Rewrite every line of the data from its start through the line containing "[282,350,581,390]", inclusive, and shift each bounding-box coordinate by adding -117 to it.

--- --- ---

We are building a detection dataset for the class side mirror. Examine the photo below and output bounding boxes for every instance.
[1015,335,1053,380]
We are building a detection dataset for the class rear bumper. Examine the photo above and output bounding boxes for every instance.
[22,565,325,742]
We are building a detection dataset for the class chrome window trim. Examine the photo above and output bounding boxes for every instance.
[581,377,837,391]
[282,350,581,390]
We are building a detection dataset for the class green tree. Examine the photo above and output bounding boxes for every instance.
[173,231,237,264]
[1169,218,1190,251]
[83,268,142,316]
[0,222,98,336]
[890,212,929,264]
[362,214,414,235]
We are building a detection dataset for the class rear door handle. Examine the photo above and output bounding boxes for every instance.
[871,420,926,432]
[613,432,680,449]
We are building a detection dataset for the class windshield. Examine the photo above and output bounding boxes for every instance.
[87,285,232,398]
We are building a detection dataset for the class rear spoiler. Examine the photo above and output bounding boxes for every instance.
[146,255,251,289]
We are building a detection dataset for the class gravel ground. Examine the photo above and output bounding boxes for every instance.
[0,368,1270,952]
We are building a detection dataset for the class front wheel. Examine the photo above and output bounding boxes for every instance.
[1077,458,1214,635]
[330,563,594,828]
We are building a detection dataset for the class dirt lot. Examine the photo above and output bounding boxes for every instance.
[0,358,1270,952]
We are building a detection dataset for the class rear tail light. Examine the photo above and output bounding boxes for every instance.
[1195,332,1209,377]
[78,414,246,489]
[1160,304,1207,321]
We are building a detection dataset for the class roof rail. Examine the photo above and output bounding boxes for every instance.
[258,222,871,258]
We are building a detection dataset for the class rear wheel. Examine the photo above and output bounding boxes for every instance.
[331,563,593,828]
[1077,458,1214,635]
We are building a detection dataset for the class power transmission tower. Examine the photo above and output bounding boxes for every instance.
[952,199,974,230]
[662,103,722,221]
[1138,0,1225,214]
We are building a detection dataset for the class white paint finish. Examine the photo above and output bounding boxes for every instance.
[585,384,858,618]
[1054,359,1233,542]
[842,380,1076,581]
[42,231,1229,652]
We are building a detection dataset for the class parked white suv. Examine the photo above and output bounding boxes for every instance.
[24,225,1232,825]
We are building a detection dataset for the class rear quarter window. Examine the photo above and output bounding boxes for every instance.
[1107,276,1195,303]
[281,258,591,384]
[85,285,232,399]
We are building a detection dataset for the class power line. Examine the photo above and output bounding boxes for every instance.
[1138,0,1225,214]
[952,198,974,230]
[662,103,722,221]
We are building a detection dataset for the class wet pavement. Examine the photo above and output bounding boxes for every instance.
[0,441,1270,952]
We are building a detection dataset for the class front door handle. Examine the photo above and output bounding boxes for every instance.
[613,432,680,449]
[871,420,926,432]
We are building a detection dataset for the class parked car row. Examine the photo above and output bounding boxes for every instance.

--- --- ---

§ **Task result**
We are building a detection dataset for the class side mirror. Examine the photo below and output bounding boxes for every instance.
[898,218,936,263]
We are building a detection dataset for the class rear bumper. Examine the photo above and output bounding boxes for every instance.
[-95,448,208,625]
We are building a detection dataset for the class chrome window trim. Examine the photo above and output bounding boxes for every instance.
[464,260,720,274]
[165,233,464,273]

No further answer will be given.